* BEGIN Reading passage *

Others cannot be automatically detected from the Makefile, so you
will either need to install the dependencies, or set them to NO.
You should then obtain NetSurf's dependencies, keeping in mind which options
you have enabled in the configuration file. See the next section for
specifics.
Once done, to build GTK NetSurf on a UNIX-like platform, simply run:
$ make
If that produces errors, you probably don't have some of NetSurf's
build dependencies installed. See "Obtaining NetSurf's dependencies"
below. Or turn off the complaining features in a Makefile.config
file. You may need to "make clean" before attempting to build after
installing the dependencies.
Run NetSurf by executing the "netsurf" shell script:
$ ./netsurf
This script makes it easy to run the nsgtk binary from the build tree. It
sets up some environment variables which enable NetSurf to find its
resources.
If you are packaging NetSurf, see the PACKAGING-GTK document.
Obtaining NetSurf's build dependencies
========================================
Many of NetSurf's dependencies are packaged on various operating systems.
The remainder must be installed manually. Currently, some of the libraries
developed as part of the NetSurf project have not had official releases.
Hopefully they will soon be released with downloadable tarballs and packaged
in common distros. For now, you'll have to make do with svn checkouts.
Some of NetSurf's own libraries will be installed in /usr/local/ by default.

* END Reading passage *
* BEGIN Stored data *

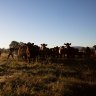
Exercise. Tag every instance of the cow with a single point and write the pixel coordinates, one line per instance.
(43, 51)
(33, 50)
(23, 52)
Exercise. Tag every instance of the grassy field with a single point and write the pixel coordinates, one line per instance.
(51, 77)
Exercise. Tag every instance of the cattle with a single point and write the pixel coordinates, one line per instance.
(33, 50)
(43, 51)
(11, 50)
(23, 52)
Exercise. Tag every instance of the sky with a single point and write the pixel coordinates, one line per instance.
(53, 22)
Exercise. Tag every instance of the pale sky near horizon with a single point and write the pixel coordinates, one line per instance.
(53, 22)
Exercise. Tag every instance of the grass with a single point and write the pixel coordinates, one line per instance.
(53, 77)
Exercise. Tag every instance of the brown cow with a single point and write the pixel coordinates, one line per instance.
(23, 52)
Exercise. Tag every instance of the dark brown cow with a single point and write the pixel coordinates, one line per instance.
(43, 51)
(23, 52)
(11, 50)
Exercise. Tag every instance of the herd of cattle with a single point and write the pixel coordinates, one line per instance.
(29, 51)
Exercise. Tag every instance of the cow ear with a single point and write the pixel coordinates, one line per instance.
(32, 43)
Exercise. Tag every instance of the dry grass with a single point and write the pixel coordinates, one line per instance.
(54, 77)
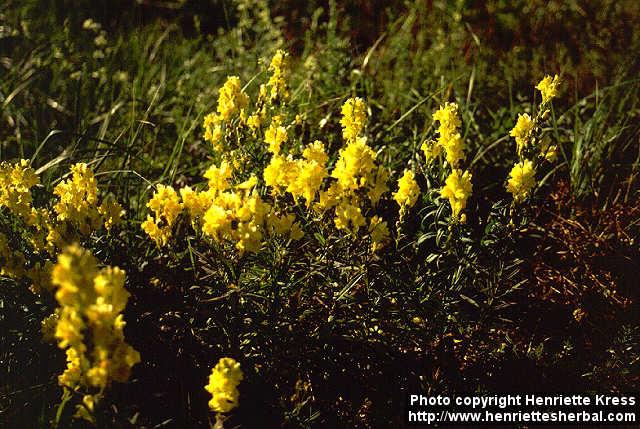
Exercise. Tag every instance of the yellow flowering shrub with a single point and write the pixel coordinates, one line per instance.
(522, 131)
(78, 202)
(76, 213)
(278, 89)
(408, 190)
(90, 325)
(16, 181)
(521, 180)
(533, 147)
(449, 138)
(223, 385)
(354, 118)
(548, 87)
(165, 205)
(457, 190)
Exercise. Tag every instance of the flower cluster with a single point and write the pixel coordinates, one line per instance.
(277, 84)
(223, 385)
(522, 179)
(531, 146)
(90, 326)
(76, 214)
(16, 181)
(232, 102)
(78, 203)
(449, 138)
(166, 207)
(458, 186)
(408, 190)
(548, 87)
(358, 180)
(522, 132)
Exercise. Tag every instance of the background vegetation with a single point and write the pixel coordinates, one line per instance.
(553, 300)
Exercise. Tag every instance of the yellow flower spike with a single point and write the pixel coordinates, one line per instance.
(379, 233)
(355, 164)
(218, 177)
(354, 118)
(223, 385)
(521, 180)
(548, 87)
(449, 138)
(275, 135)
(408, 190)
(278, 80)
(522, 131)
(231, 99)
(90, 301)
(457, 190)
(349, 216)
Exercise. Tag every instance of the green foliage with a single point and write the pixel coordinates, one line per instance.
(328, 334)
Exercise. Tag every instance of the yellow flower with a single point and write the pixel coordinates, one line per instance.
(521, 180)
(349, 216)
(89, 318)
(408, 190)
(379, 233)
(355, 164)
(112, 213)
(219, 176)
(379, 185)
(449, 138)
(277, 81)
(78, 197)
(548, 87)
(165, 204)
(548, 151)
(231, 99)
(431, 150)
(196, 203)
(447, 115)
(275, 135)
(354, 117)
(166, 207)
(457, 190)
(223, 385)
(522, 131)
(278, 173)
(16, 180)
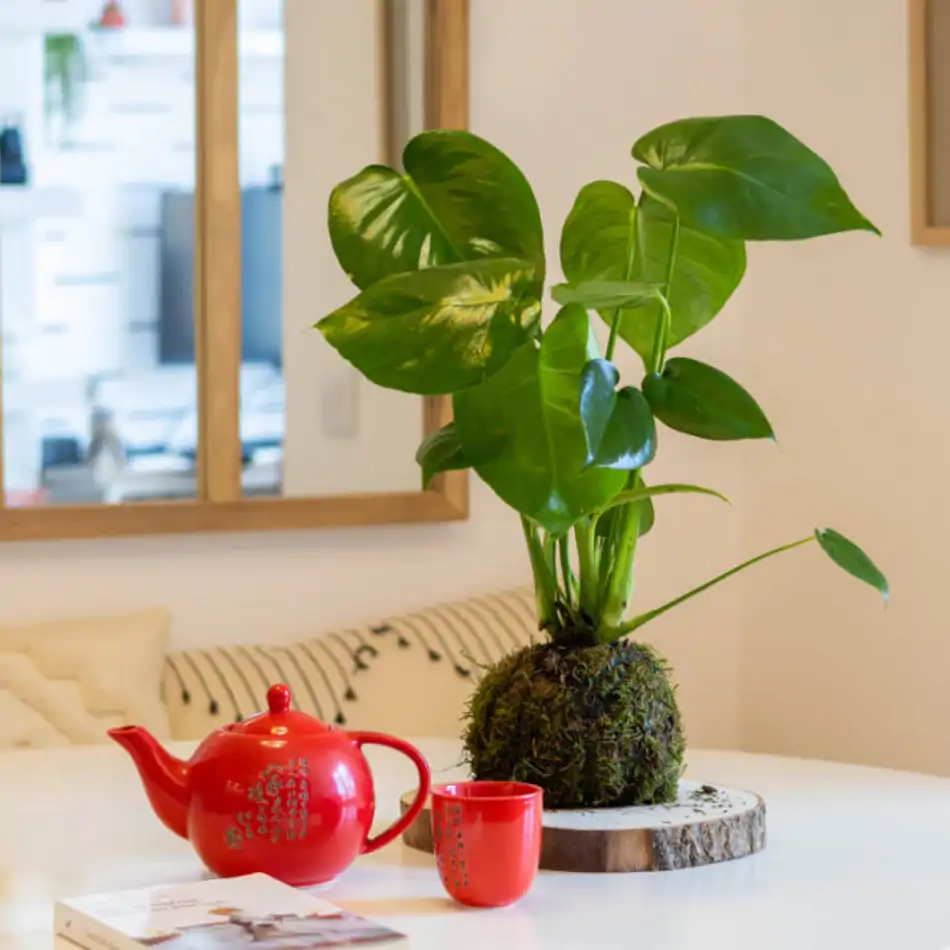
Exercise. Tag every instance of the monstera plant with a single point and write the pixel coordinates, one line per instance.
(448, 260)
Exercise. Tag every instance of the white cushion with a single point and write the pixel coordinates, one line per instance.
(68, 681)
(409, 676)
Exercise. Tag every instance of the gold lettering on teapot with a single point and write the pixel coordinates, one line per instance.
(280, 806)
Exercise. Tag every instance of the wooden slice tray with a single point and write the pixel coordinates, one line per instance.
(704, 826)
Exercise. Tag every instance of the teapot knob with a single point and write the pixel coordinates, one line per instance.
(278, 698)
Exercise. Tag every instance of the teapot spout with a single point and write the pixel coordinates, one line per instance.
(165, 778)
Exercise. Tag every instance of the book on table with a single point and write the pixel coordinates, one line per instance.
(256, 912)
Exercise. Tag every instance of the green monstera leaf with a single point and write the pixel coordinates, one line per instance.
(531, 408)
(438, 330)
(441, 451)
(849, 557)
(618, 424)
(608, 241)
(701, 400)
(460, 199)
(744, 177)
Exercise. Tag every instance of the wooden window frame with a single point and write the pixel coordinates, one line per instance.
(220, 505)
(924, 232)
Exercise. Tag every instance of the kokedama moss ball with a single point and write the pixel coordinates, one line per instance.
(593, 726)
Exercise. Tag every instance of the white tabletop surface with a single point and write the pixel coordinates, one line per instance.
(857, 859)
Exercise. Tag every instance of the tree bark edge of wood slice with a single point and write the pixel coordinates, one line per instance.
(719, 825)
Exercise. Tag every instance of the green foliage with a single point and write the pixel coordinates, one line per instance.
(849, 557)
(745, 178)
(606, 238)
(441, 329)
(703, 401)
(441, 451)
(448, 258)
(460, 199)
(531, 409)
(618, 425)
(595, 727)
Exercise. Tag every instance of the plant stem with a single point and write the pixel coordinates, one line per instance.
(566, 572)
(587, 565)
(665, 321)
(620, 581)
(638, 622)
(545, 586)
(633, 241)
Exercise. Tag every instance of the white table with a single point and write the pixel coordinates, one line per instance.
(858, 859)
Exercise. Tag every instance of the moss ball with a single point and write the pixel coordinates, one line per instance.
(593, 726)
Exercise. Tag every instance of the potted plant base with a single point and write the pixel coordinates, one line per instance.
(448, 260)
(599, 729)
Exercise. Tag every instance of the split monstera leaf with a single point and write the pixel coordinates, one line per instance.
(448, 260)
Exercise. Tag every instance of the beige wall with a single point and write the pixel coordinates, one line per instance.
(846, 343)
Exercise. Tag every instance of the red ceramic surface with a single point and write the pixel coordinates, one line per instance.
(487, 838)
(280, 793)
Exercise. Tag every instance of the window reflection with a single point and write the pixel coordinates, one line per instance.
(96, 243)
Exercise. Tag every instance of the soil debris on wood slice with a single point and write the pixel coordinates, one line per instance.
(704, 825)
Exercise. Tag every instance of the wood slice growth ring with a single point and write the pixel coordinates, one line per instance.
(705, 825)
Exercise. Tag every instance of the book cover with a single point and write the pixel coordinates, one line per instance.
(256, 912)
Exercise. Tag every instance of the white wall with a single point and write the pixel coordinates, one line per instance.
(846, 343)
(565, 87)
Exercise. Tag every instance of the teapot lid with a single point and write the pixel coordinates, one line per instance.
(280, 720)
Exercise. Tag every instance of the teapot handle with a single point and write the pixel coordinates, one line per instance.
(425, 781)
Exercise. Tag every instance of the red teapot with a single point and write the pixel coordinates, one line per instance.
(280, 793)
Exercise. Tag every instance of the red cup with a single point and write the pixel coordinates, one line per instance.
(487, 838)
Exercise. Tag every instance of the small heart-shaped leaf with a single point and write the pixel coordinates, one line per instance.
(629, 441)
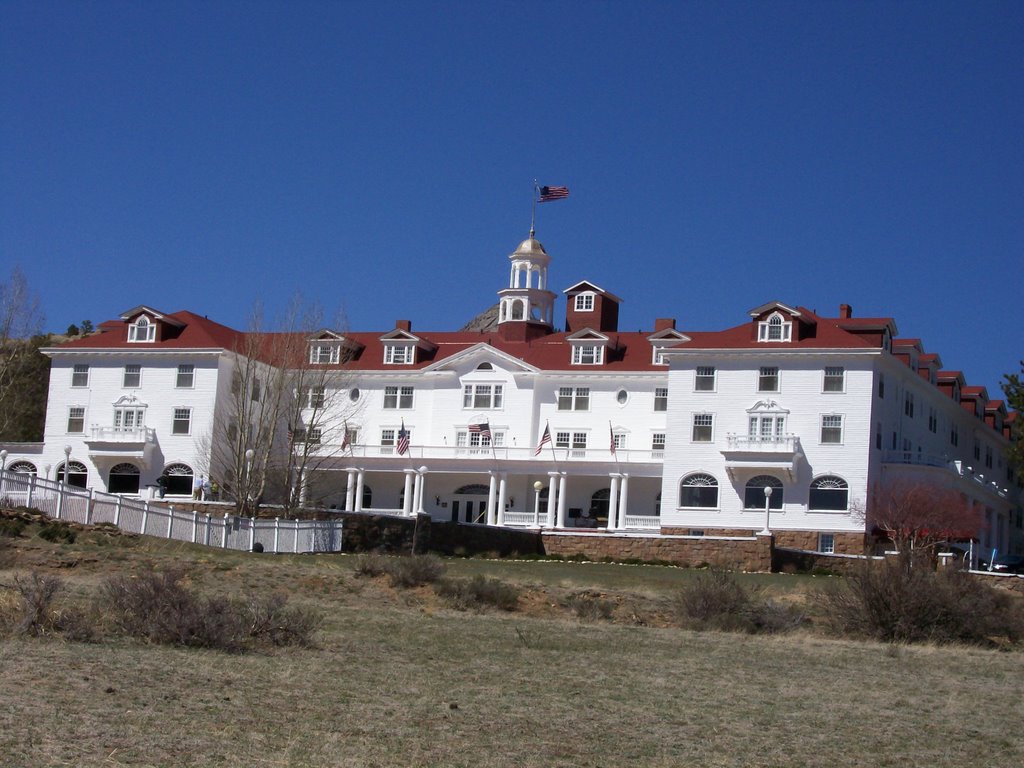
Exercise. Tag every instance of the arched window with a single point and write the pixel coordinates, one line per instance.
(77, 474)
(124, 478)
(829, 493)
(754, 498)
(698, 491)
(178, 479)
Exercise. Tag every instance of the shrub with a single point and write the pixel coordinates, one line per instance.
(35, 610)
(159, 608)
(415, 570)
(11, 528)
(270, 620)
(478, 592)
(57, 532)
(715, 600)
(893, 603)
(589, 606)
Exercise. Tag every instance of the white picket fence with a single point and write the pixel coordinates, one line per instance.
(139, 516)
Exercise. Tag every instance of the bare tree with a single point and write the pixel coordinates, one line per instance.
(23, 368)
(918, 517)
(284, 416)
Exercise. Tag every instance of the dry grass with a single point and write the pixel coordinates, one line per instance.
(397, 679)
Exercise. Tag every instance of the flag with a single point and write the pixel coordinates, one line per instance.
(553, 193)
(402, 439)
(483, 429)
(545, 439)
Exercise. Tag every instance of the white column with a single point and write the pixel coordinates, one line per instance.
(552, 488)
(613, 503)
(359, 474)
(350, 491)
(492, 499)
(502, 498)
(561, 501)
(407, 497)
(623, 501)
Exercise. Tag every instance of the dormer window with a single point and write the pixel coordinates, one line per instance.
(141, 331)
(774, 329)
(588, 354)
(325, 353)
(399, 354)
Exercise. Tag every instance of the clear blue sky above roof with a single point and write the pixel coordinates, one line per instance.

* END Stored data *

» **Directive 1**
In the NetSurf build instructions, what does the "netsurf" shell script set up so that NetSurf can find its resources?
» **Directive 2**
In the NetSurf build instructions, rewrite the paragraph beginning "If that produces errors" as a short bulleted list.
» **Directive 3**
Continue the NetSurf build instructions from the point where they end.

» **Response 1**
It sets up environment variables that let NetSurf find its resources.

» **Response 2**
- Errors from "make" probably mean some of NetSurf's build dependencies are not installed.
- To fix this, see the section "Obtaining NetSurf's dependencies," or turn off the features that cause errors in a Makefile.config file.
- After installing the dependencies, you may need to run "make clean" before building again.

» **Response 3**
Fedora, and perhaps some other distributions of Linux, do not ship a
pkg-config that will search here, so you will either need to change where
these libraries install, or do the following before building NetSurf itself;
$ PKG_CONFIG_PATH=/usr/local/lib/pkgconfig
$ export PKG_CONFIG_PATH
Package installation
----------------------
Debian-like OS:
$ apt-get install libglade2-dev libcurl3-dev libxml2-dev libmng-dev
$ apt-get install librsvg2-dev
Recent OS versions might need libcurl4-dev instead of libcurl3-dev but
note that when it has not been built with OpenSSL, the SSL_CTX is not
available and results that certification details won't be presented in case
they are invalid. But as this is currently unimplemented in the GTK
flavour of NetSurf, this won't make a difference at all.
Fedora:
$ yum install libglade2-devel curl-devel libxml2-devel libmng-devel
$ yum install librsvg2-devel lcms-devel
Other:
You'll need to install the development resources for libglade2, libcurl3,
libxml2, libmng and librsvg.
Note that if you don't require MNG or JNG image support, NetSurf can be
configured to use libpng instead of libmng. If you wish to do this, install
the libpng development package instead.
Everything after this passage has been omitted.